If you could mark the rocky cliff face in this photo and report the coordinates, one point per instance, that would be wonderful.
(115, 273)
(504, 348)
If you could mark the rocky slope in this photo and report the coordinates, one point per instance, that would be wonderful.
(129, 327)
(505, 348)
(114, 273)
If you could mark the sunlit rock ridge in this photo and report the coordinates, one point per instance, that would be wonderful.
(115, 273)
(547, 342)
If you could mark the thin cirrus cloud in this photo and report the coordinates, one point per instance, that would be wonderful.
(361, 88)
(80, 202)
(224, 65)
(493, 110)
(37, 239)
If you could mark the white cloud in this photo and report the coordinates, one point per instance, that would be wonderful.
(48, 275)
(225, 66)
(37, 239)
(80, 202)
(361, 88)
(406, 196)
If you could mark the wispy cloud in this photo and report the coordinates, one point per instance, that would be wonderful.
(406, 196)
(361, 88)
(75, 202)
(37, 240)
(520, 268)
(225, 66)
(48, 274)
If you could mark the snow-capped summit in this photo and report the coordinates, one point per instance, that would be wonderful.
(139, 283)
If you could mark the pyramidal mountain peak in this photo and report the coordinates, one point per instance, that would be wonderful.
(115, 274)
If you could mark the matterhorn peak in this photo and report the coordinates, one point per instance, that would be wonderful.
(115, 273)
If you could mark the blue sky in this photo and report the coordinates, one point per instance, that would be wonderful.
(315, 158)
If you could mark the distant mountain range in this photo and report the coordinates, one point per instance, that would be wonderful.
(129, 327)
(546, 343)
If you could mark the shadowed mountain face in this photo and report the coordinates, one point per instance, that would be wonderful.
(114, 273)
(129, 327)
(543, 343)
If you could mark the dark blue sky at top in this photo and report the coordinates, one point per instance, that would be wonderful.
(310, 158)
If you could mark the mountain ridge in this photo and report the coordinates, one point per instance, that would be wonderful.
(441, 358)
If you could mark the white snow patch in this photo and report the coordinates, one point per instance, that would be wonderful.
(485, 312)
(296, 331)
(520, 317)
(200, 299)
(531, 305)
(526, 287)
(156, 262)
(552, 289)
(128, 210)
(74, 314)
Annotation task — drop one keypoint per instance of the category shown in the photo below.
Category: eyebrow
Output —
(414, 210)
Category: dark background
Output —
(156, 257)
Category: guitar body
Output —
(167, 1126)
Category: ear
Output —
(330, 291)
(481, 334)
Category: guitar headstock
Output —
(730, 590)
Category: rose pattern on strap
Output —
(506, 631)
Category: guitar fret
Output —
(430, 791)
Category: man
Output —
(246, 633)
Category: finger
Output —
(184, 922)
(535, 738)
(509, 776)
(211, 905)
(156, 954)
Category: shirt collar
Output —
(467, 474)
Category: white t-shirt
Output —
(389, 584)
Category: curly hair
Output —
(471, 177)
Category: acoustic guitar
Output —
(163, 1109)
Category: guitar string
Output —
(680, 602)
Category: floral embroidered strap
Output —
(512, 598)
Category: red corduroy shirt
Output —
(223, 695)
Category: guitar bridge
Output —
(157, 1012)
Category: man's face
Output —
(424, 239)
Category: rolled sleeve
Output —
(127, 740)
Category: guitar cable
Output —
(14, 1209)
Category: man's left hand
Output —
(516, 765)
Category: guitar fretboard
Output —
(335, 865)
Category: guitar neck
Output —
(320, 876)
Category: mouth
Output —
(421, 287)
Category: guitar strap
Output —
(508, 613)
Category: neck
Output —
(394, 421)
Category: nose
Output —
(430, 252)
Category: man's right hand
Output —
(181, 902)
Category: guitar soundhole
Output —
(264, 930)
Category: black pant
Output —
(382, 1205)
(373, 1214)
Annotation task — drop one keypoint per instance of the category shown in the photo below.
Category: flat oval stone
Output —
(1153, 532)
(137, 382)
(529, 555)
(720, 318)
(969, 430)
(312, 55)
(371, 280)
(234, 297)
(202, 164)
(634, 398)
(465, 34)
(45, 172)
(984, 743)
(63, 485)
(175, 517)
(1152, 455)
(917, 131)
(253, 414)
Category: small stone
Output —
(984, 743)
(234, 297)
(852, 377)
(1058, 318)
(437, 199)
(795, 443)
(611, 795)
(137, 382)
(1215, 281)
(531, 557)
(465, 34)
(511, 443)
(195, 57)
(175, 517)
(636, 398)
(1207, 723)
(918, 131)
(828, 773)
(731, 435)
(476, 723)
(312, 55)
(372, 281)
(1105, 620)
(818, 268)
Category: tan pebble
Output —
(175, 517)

—————

_Required task_:
Rewrite every line of the material above as a JSON list of strings, one string per line, with blank lines left out.

_Completed task_:
[
  "If you could mark the rocky cliff face in this photo and report the coordinates, one point per instance, that would be wonderful.",
  "(115, 273)",
  "(504, 348)",
  "If you could mark the rocky slope in this photo and report the coordinates, one point per instance, that would be wonderful.",
  "(129, 327)",
  "(505, 348)",
  "(114, 273)",
  "If you could mark the sunlit rock ridge in this photo and report the coordinates, one point per instance, that would be wonderful.",
  "(115, 273)",
  "(547, 342)",
  "If you could mark the thin cirrus cloud in this photo and report the coordinates, one point per instance, that would be wonderful.",
  "(361, 88)",
  "(80, 202)",
  "(224, 65)",
  "(493, 110)",
  "(37, 239)",
  "If you could mark the white cloud in this photo and report the coordinates, one point per instance, that would be wonderful.",
  "(48, 275)",
  "(225, 66)",
  "(37, 239)",
  "(80, 202)",
  "(361, 88)",
  "(406, 196)",
  "If you could mark the wispy cloud in this photo and report the coordinates, one point per instance, that would be wonderful.",
  "(406, 196)",
  "(361, 88)",
  "(75, 202)",
  "(37, 240)",
  "(520, 268)",
  "(225, 66)",
  "(48, 274)",
  "If you could mark the snow-capped summit in this photo and report the coordinates, one point per instance, that would be wonderful.",
  "(139, 283)",
  "If you could mark the pyramidal mountain peak in this photo and report the coordinates, one point per instance, that would be wonderful.",
  "(115, 274)",
  "If you could mark the matterhorn peak in this photo and report the coordinates, one point per instance, that would be wonderful.",
  "(115, 273)",
  "If you could mark the blue sky in this photo and report the coordinates, one point per instance, that would be wonderful.",
  "(315, 158)",
  "If you could mark the distant mountain range in this photo and report the coordinates, one point per instance, that would be wonderful.",
  "(129, 327)",
  "(546, 343)",
  "If you could mark the shadowed mountain face in this photo and report the coordinates, one point per instance, that would be wonderful.",
  "(114, 273)",
  "(129, 327)",
  "(543, 343)",
  "If you could mark the dark blue sky at top in this photo and report the coordinates, one point per instance, that would be wonderful.",
  "(310, 158)",
  "If you could mark the mountain ridge in this photo and report the coordinates, one point per instance, that would be wonderful.",
  "(441, 358)",
  "If you could mark the white snow patch in this photo and report the coordinates, one point per instance, that would be wonderful.",
  "(485, 312)",
  "(296, 331)",
  "(520, 317)",
  "(200, 299)",
  "(531, 305)",
  "(526, 287)",
  "(156, 262)",
  "(552, 289)",
  "(128, 210)",
  "(74, 314)",
  "Annotation task — drop one keypoint per instance of the category shown in the photo below.",
  "Category: eyebrow",
  "Output —",
  "(414, 210)",
  "Category: dark background",
  "Output —",
  "(156, 257)",
  "Category: guitar body",
  "Output —",
  "(167, 1126)",
  "Category: ear",
  "Output —",
  "(330, 291)",
  "(481, 334)",
  "Category: guitar headstock",
  "Output —",
  "(730, 590)",
  "Category: rose pattern on strap",
  "Output —",
  "(506, 631)",
  "Category: guitar fret",
  "Output —",
  "(430, 791)",
  "Category: man",
  "Output —",
  "(246, 633)",
  "Category: finger",
  "Output —",
  "(184, 922)",
  "(535, 738)",
  "(509, 776)",
  "(211, 905)",
  "(156, 954)",
  "Category: shirt collar",
  "Output —",
  "(467, 474)",
  "Category: white t-shirt",
  "Output —",
  "(389, 584)",
  "Category: curly hair",
  "Output —",
  "(471, 177)",
  "Category: acoustic guitar",
  "Output —",
  "(163, 1109)",
  "Category: guitar string",
  "Output —",
  "(680, 602)",
  "Category: floral embroidered strap",
  "Output —",
  "(512, 598)",
  "Category: red corduroy shirt",
  "Output —",
  "(223, 695)",
  "Category: guitar bridge",
  "Output —",
  "(157, 1012)",
  "Category: man's face",
  "Output —",
  "(424, 239)",
  "Category: rolled sleeve",
  "Output —",
  "(127, 740)",
  "Category: guitar cable",
  "Output —",
  "(14, 1209)",
  "Category: man's left hand",
  "Output —",
  "(516, 765)",
  "Category: guitar fretboard",
  "Output —",
  "(335, 865)",
  "Category: guitar neck",
  "Output —",
  "(320, 876)",
  "Category: mouth",
  "Output —",
  "(421, 287)",
  "Category: guitar strap",
  "Output —",
  "(508, 613)",
  "Category: neck",
  "Output —",
  "(394, 421)",
  "Category: nose",
  "Output —",
  "(430, 252)",
  "Category: man's right hand",
  "Output —",
  "(181, 902)",
  "Category: guitar soundhole",
  "Output —",
  "(264, 930)",
  "Category: black pant",
  "Output —",
  "(382, 1205)",
  "(373, 1214)",
  "Annotation task — drop one keypoint per instance of the category shown in the photo below.",
  "Category: flat oval stone",
  "Output —",
  "(1153, 532)",
  "(137, 382)",
  "(529, 555)",
  "(720, 318)",
  "(969, 430)",
  "(312, 55)",
  "(371, 280)",
  "(234, 297)",
  "(202, 164)",
  "(634, 398)",
  "(465, 34)",
  "(45, 172)",
  "(984, 743)",
  "(63, 485)",
  "(175, 517)",
  "(1152, 455)",
  "(917, 131)",
  "(253, 414)",
  "Category: small stone",
  "Output —",
  "(984, 743)",
  "(234, 297)",
  "(852, 377)",
  "(1058, 318)",
  "(437, 199)",
  "(795, 443)",
  "(611, 795)",
  "(137, 382)",
  "(1215, 281)",
  "(531, 557)",
  "(465, 34)",
  "(511, 443)",
  "(195, 57)",
  "(175, 517)",
  "(636, 398)",
  "(1207, 723)",
  "(918, 131)",
  "(828, 773)",
  "(731, 435)",
  "(476, 723)",
  "(312, 55)",
  "(372, 281)",
  "(1105, 620)",
  "(818, 268)",
  "Category: tan pebble",
  "Output —",
  "(175, 517)"
]